-- REQUIREMENT --
Below are the entries; output exactly the lines from the one containing "Mark one point per instance of the horizontal" through the final line, inclusive.

-- ITEMS --
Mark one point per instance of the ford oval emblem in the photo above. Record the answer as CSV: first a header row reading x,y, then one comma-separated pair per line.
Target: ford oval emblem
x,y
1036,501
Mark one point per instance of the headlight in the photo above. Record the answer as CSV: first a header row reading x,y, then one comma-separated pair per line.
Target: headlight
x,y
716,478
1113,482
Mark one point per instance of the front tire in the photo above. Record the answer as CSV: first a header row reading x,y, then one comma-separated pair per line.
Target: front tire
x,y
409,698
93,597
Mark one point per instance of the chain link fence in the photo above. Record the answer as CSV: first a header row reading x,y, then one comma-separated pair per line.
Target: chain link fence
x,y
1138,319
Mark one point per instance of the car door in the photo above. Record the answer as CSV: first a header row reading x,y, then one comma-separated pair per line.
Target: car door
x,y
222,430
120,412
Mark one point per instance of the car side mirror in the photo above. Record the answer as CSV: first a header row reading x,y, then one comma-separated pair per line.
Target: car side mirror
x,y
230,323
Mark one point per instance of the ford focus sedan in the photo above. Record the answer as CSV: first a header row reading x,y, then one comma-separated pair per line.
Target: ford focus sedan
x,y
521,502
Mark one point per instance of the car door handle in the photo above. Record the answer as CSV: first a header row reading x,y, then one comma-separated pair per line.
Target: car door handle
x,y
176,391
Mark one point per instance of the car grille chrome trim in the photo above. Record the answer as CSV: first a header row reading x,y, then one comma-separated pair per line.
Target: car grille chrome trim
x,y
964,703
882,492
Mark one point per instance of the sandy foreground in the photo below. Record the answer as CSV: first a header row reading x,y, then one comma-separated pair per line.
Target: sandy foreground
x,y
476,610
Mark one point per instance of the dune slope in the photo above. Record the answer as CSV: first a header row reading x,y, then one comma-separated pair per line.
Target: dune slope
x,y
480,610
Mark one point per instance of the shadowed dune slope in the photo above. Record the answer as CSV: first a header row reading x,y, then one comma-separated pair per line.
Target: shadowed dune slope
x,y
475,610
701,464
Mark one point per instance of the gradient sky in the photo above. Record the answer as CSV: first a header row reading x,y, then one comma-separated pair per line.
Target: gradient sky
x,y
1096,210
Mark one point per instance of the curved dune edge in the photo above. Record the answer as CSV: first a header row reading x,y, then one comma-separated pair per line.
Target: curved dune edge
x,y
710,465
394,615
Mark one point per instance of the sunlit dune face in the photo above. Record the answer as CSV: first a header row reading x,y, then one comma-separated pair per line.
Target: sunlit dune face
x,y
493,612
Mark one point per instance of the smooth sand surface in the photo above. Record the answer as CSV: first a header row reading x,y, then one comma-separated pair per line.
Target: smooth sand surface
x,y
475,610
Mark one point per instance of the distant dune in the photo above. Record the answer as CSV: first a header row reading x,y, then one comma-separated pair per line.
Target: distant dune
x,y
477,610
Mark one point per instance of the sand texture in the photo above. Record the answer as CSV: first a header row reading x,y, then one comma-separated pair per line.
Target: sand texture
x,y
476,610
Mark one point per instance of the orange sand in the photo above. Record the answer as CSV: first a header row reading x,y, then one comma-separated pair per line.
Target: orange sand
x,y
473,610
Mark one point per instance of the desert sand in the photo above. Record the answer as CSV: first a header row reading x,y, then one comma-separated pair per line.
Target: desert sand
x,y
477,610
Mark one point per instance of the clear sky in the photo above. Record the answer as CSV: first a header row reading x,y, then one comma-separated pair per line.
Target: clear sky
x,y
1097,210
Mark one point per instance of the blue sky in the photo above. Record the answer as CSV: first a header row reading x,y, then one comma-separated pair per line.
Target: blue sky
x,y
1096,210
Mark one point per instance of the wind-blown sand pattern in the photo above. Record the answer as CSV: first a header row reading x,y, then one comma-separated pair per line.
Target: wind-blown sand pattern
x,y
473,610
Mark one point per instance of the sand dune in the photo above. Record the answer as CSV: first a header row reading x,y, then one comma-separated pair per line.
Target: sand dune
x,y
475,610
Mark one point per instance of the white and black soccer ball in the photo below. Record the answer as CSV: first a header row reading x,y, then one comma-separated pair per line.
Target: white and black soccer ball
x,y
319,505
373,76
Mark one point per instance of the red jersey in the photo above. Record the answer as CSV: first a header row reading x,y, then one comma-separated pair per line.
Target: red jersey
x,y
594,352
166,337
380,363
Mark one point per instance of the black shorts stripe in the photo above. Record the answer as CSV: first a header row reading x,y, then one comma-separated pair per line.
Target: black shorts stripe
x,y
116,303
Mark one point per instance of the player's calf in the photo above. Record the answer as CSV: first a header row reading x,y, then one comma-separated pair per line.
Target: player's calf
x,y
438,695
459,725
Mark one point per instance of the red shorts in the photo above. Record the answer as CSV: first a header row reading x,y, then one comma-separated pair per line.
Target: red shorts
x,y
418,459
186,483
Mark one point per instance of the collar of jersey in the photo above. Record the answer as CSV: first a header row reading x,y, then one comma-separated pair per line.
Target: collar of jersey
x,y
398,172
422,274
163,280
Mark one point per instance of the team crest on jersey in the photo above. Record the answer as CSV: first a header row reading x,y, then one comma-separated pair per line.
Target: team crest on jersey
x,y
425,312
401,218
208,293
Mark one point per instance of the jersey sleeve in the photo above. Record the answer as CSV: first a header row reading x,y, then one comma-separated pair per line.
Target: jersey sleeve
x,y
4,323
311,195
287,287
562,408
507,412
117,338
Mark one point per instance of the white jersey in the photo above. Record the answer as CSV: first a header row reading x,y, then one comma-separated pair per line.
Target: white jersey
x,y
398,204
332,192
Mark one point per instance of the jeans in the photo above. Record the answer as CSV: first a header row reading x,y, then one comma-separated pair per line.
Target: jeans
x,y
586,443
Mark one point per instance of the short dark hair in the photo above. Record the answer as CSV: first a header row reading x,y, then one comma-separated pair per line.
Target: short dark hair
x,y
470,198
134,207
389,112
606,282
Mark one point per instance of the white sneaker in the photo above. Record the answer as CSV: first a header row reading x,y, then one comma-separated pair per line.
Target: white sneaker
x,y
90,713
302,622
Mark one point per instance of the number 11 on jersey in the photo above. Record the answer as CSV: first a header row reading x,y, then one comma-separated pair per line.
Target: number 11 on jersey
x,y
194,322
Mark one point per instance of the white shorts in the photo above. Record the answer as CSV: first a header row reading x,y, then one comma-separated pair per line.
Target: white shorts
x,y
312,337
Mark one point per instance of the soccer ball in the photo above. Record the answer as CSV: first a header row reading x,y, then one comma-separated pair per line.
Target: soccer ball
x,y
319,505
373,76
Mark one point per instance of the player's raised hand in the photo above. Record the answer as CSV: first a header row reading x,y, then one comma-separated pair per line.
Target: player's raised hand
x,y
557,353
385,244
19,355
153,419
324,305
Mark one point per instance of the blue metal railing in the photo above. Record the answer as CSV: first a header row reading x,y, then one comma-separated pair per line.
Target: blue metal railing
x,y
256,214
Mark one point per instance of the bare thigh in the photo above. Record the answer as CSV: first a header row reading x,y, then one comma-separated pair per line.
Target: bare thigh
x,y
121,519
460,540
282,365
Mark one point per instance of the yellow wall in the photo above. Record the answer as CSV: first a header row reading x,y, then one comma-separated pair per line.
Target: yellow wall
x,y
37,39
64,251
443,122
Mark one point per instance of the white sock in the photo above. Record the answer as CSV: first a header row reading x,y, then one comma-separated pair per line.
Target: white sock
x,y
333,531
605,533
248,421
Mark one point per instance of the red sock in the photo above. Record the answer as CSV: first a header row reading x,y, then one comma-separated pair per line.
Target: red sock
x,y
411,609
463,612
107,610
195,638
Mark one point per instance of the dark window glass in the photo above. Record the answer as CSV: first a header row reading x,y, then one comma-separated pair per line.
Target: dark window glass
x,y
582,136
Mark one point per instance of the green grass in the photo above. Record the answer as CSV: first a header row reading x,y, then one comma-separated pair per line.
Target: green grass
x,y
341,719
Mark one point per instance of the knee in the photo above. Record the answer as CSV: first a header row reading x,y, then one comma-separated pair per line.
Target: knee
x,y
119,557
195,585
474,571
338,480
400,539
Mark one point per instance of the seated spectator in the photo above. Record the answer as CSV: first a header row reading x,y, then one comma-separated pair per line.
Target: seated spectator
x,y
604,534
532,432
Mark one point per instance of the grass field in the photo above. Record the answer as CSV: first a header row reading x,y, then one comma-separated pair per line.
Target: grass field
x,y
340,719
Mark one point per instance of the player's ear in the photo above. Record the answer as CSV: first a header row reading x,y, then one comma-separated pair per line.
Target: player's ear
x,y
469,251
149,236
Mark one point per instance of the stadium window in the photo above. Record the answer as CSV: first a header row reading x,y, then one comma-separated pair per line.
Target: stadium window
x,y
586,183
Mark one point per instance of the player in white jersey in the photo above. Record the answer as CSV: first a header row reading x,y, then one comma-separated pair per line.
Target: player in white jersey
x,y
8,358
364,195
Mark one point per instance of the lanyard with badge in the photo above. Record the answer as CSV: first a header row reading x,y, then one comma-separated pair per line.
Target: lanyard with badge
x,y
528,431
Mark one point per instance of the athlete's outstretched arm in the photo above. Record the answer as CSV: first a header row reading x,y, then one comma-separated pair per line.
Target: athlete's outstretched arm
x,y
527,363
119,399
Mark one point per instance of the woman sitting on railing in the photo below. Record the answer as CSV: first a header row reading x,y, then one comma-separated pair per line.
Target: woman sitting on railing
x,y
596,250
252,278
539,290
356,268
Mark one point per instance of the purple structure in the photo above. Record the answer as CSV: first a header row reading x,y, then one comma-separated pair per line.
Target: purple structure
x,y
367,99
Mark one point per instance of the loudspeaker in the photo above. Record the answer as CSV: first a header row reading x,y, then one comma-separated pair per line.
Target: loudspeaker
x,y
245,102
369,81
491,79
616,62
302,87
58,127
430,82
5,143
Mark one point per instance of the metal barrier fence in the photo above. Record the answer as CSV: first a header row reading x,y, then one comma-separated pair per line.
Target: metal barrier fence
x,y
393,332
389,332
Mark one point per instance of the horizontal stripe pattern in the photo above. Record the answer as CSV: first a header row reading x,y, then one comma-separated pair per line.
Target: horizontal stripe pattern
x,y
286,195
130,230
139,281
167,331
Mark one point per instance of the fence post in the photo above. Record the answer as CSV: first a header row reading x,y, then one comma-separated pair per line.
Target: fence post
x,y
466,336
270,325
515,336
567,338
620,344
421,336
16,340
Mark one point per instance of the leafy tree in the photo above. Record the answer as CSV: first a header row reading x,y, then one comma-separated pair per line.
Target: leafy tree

-- WRITTEN RESPONSE --
Mark one point per instance of the horizontal stripe pattern in the photo above. Record the answer as CSV: first a header row reading x,y, then one comma-separated pair per line.
Target: horizontal stripe pattern
x,y
286,195
130,230
139,281
167,331
Mark one point per instance of the fence post in the photo above. Record the answer as CSV: first a header row reading x,y, then one comma-separated pair per line.
Target: fence post
x,y
466,336
270,325
515,336
567,338
620,344
421,336
16,340
Mark one point per instance of the leafy tree in the photo above. Record the answer as CSV: first a header row reading x,y, then one comma-separated pair per line.
Target: leafy tree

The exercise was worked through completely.